# [Aufgabenstellung a]
Schreiben Sie den folgenden Textauszug über die Pflanzenausstellung von Herman de Vries vollständig und wortgetreu ab.

# [Textauszug]
——

Nicht ganz. Der holländische Künstler Herman de Vries (58) sammelt seit Jahren Pflanzen auf Reisen und an seinem Wohnort im fränkischen Steigerwald, wo er noch eine erstaunliche Vielfalt vorfindet. Aus Marokko, dem Senegal und Indien hat er rund 2000 Beispiele (vornehmlich mit heilenden Wirkstoffen) mitgebracht und jetzt erstmals in solcher Fülle arrangiert: Die Ausstellung „Natural relations“ (Natürliche Beziehungen) hat in Hagen Premiere, geht dann weiter nach Holland und Dänemark.
De Vries erhebt keine Anklagen in Sachen Umwelt, er will uns ein sinnliches Naturerlebnis vermitteln, das man auch mit der Nase nachvollziehen soll. Im Museum verströmen nun botanische Boten fremder Länder betörend-exotische Würzdüfte, während das Steigerwald-Grün schon geruchsweise „deutsche“ Herbheit ahnen läßt.

——

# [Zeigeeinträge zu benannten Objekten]
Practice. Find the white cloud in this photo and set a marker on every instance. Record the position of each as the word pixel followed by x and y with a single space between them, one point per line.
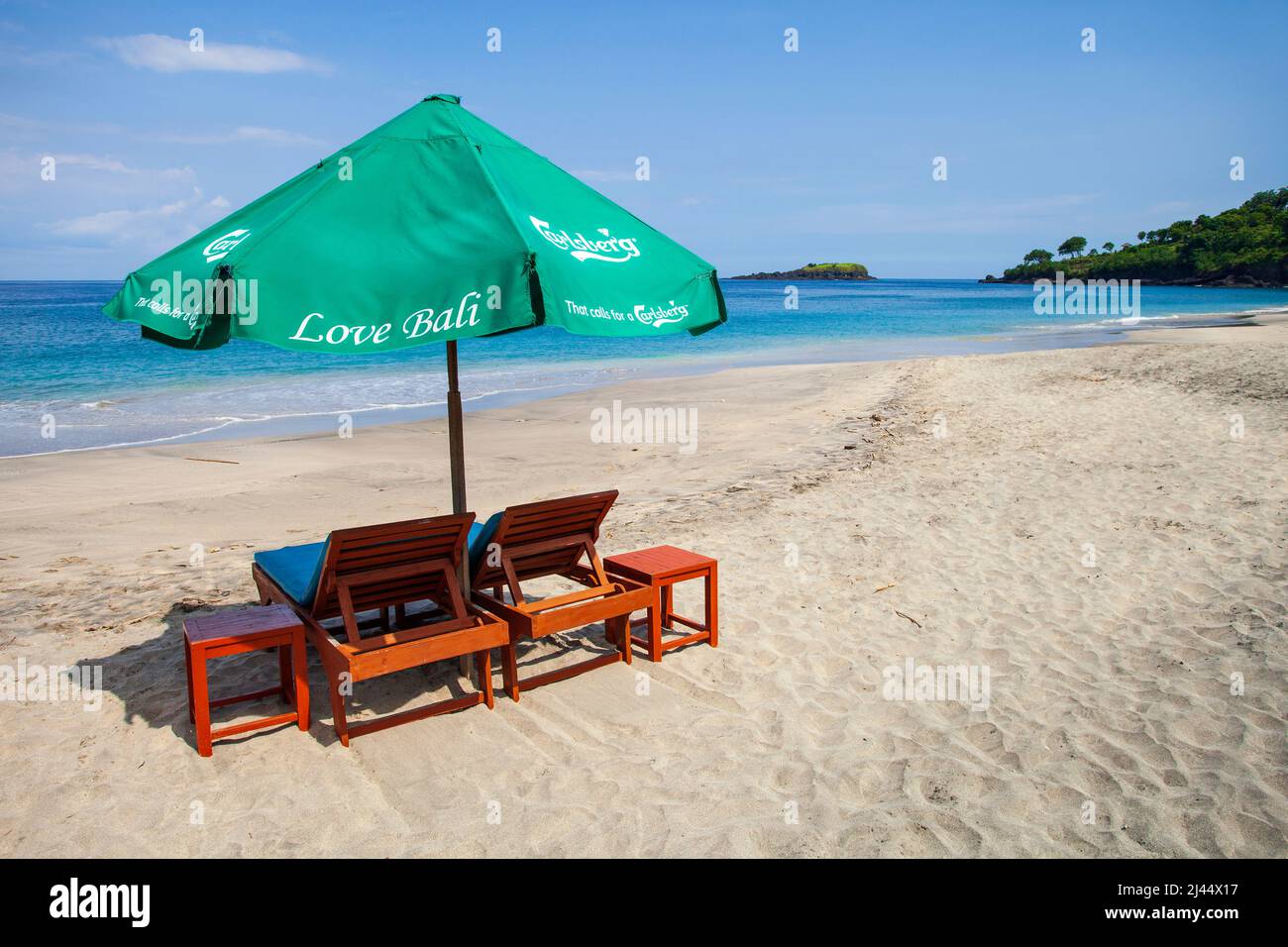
pixel 165 224
pixel 240 134
pixel 172 54
pixel 597 176
pixel 961 218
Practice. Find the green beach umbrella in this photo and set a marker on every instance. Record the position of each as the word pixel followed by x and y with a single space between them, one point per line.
pixel 434 227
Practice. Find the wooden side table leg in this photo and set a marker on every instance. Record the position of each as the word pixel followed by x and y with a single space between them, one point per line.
pixel 510 672
pixel 712 616
pixel 300 684
pixel 283 672
pixel 201 702
pixel 187 667
pixel 619 633
pixel 656 617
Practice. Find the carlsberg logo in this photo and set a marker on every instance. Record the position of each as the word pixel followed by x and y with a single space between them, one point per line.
pixel 609 249
pixel 218 248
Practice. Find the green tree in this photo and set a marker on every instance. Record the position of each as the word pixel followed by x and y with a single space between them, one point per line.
pixel 1073 247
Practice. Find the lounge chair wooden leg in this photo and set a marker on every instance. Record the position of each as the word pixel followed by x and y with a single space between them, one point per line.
pixel 510 672
pixel 483 661
pixel 300 682
pixel 342 724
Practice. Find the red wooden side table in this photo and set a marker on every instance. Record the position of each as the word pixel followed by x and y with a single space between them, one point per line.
pixel 237 633
pixel 662 567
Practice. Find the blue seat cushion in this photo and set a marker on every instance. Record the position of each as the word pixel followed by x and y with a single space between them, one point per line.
pixel 481 534
pixel 295 569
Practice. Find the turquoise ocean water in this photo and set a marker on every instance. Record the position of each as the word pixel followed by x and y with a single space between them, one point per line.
pixel 103 385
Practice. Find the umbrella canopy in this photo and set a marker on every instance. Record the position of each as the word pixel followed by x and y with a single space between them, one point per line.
pixel 432 228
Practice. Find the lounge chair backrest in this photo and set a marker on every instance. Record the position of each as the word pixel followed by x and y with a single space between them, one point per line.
pixel 544 539
pixel 393 564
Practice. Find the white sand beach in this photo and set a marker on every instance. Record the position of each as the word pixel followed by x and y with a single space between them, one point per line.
pixel 1104 530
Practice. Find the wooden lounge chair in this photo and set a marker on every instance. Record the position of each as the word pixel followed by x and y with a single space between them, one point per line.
pixel 375 569
pixel 555 538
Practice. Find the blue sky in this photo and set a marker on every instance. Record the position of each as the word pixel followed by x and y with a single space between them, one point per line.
pixel 760 158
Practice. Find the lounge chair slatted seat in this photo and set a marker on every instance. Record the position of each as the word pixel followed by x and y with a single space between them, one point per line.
pixel 555 538
pixel 382 569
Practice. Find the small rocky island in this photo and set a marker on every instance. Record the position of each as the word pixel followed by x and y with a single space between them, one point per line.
pixel 815 270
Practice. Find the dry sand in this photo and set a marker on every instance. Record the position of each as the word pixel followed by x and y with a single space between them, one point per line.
pixel 1109 677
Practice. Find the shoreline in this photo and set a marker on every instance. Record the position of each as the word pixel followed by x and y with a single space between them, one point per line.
pixel 844 502
pixel 875 351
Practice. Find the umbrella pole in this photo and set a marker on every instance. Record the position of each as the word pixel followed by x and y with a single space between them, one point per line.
pixel 455 432
pixel 456 449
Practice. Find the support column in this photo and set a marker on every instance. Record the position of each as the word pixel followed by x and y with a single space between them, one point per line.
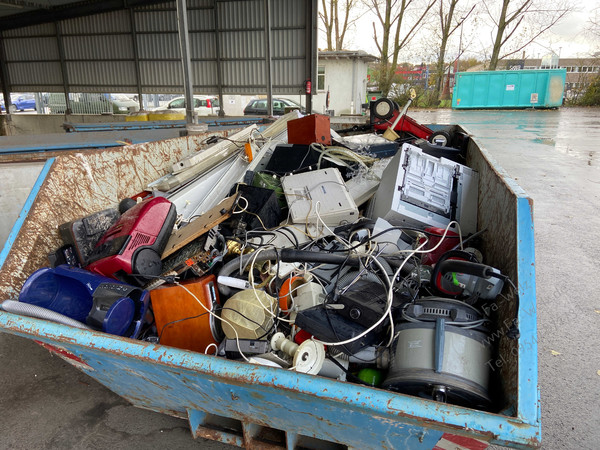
pixel 136 58
pixel 310 50
pixel 63 67
pixel 5 80
pixel 218 53
pixel 184 47
pixel 267 6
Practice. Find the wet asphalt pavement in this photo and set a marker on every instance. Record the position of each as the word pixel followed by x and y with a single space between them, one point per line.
pixel 553 155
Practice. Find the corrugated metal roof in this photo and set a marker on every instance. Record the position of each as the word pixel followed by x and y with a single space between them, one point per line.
pixel 112 22
pixel 99 51
pixel 31 49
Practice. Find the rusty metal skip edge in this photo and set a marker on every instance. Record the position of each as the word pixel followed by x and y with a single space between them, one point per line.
pixel 253 406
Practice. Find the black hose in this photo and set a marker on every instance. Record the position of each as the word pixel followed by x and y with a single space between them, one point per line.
pixel 285 255
pixel 471 268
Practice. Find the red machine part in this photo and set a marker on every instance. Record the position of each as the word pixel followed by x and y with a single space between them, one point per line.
pixel 133 245
pixel 406 125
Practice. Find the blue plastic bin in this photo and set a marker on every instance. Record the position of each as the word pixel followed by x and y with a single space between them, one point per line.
pixel 254 406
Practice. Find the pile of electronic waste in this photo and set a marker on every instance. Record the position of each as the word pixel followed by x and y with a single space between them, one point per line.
pixel 349 257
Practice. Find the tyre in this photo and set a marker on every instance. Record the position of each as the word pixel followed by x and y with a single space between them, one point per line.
pixel 441 138
pixel 383 108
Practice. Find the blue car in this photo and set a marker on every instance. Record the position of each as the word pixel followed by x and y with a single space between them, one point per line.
pixel 23 102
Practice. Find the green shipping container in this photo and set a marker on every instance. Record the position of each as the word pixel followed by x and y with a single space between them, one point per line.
pixel 543 88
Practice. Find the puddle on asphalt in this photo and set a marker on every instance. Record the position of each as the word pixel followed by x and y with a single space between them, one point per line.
pixel 545 141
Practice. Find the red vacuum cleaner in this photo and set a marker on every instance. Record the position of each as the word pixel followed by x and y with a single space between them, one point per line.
pixel 131 249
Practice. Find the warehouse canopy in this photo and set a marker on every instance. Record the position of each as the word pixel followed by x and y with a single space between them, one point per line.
pixel 235 46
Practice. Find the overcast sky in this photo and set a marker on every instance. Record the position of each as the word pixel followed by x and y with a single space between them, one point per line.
pixel 566 38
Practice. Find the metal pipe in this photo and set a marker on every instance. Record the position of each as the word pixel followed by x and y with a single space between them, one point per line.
pixel 184 46
pixel 310 50
pixel 138 77
pixel 267 5
pixel 218 54
pixel 4 79
pixel 63 67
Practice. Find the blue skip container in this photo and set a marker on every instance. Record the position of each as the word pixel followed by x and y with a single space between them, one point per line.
pixel 263 407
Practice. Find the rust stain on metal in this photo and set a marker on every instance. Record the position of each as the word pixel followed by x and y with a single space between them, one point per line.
pixel 78 184
pixel 216 435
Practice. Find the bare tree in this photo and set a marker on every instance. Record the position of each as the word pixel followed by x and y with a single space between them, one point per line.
pixel 448 25
pixel 337 16
pixel 399 21
pixel 592 28
pixel 539 16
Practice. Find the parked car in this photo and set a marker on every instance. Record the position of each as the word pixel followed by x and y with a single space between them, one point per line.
pixel 259 107
pixel 203 105
pixel 89 103
pixel 25 101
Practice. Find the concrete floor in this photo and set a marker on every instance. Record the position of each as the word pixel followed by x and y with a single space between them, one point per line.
pixel 553 155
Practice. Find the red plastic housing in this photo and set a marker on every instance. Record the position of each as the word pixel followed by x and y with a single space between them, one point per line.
pixel 145 227
pixel 407 125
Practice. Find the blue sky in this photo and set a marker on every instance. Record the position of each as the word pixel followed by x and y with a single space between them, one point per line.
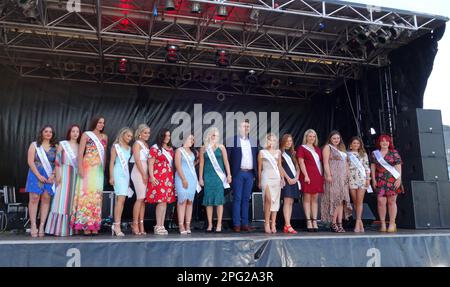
pixel 437 94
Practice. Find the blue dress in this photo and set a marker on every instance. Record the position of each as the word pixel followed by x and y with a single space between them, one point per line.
pixel 121 181
pixel 33 184
pixel 214 191
pixel 189 193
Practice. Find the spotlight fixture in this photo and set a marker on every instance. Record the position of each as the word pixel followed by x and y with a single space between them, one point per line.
pixel 29 9
pixel 196 8
pixel 170 5
pixel 222 58
pixel 251 77
pixel 123 65
pixel 172 53
pixel 222 11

——

# [Aufgabenstellung b]
Geben Sie aus den Einträgen oben nur die Zeilen von der Zeile mit „Practice. Find the wooden lounge“ bis zur Zeile mit „pixel 1109 677“ unverändert wieder, beide Zeilen eingeschlossen.

# [Musterlösung a]
Nicht ganz. Der holländische Künstler Herman de Vries (58) sammelt seit Jahren Pflanzen auf Reisen und an seinem Wohnort im fränkischen Steigerwald, wo er noch eine erstaunliche Vielfalt vorfindet. Aus Marokko, dem Senegal und Indien hat er rund 2000 Beispiele (vornehmlich mit heilenden Wirkstoffen) mitgebracht und jetzt erstmals in solcher Fülle arrangiert: Die Ausstellung „Natural relations“ (Natürliche Beziehungen) hat in Hagen Premiere, geht dann weiter nach Holland und Dänemark.
De Vries erhebt keine Anklagen in Sachen Umwelt, er will uns ein sinnliches Naturerlebnis vermitteln, das man auch mit der Nase nachvollziehen soll. Im Museum verströmen nun botanische Boten fremder Länder betörend-exotische Würzdüfte, während das Steigerwald-Grün schon geruchsweise „deutsche“ Herbheit ahnen läßt.

# [Musterlösung b]
Practice. Find the wooden lounge chair in this photo and set a marker on every instance. Record the position of each as the word pixel followed by x and y with a single space between them, one point per line.
pixel 375 569
pixel 555 538
Practice. Find the blue sky in this photo and set a marker on every instance. Record the position of each as the word pixel followed by x and y with a single space between them, one point per line.
pixel 760 158
Practice. Find the lounge chair slatted seat in this photo and set a marker on every instance. Record the position of each as the word pixel followed by x and y with a single space between them, one point per line.
pixel 555 538
pixel 382 569
Practice. Find the small rocky island in this photo and set a marker on every instance. Record the position of each as the word pixel followed by x and y with a single space between them, one point per line.
pixel 815 270
Practice. Find the dry sand in this photo and set a marker on every instance. Record the position of each as the word pixel followed by x and y with a single space between them, one point per line.
pixel 1109 677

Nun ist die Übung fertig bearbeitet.